(Records from a pointing dataset)
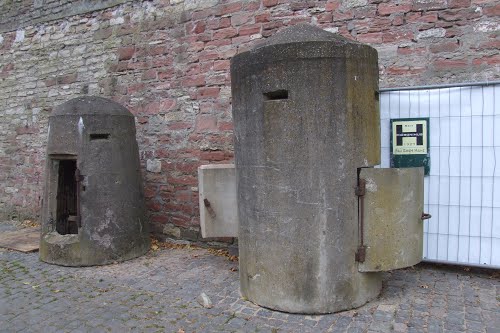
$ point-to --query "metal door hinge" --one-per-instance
(360, 254)
(360, 188)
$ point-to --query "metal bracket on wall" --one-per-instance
(360, 193)
(78, 179)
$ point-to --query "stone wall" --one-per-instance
(168, 63)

[What you have to do]:
Pull out every line of the entries above that contains the string "query", treating uppercase and lowercase letters as different.

[Written answer]:
$ point-to --query "metal door hinge" --one-per-instance
$ point-to --query "metal bracket on wall" --one-per-instance
$ point-to --query "stone wall" --one-per-instance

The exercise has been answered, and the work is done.